» Directive: Output every row below verbatim, omitting the pictures.

» Records for processing:
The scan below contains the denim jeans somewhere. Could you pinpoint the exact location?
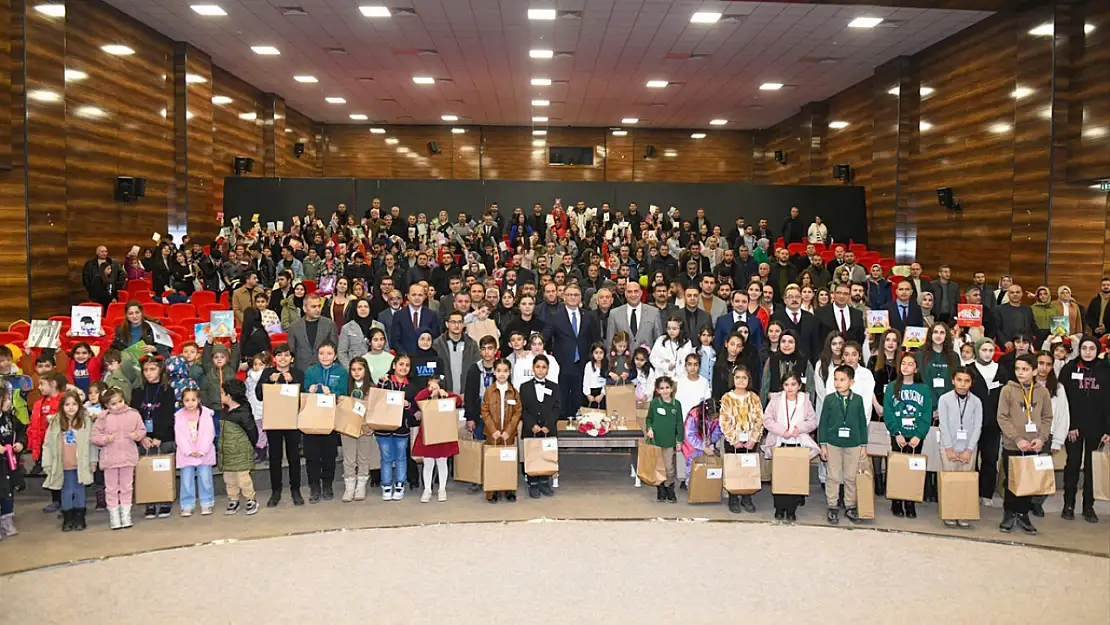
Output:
[62,468,84,510]
[181,464,215,510]
[374,436,408,486]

» Worked solution:
The scan below contains the denim jeans somewhere. Could you pinpoint the exact location?
Output:
[62,468,84,510]
[181,464,215,510]
[374,436,408,486]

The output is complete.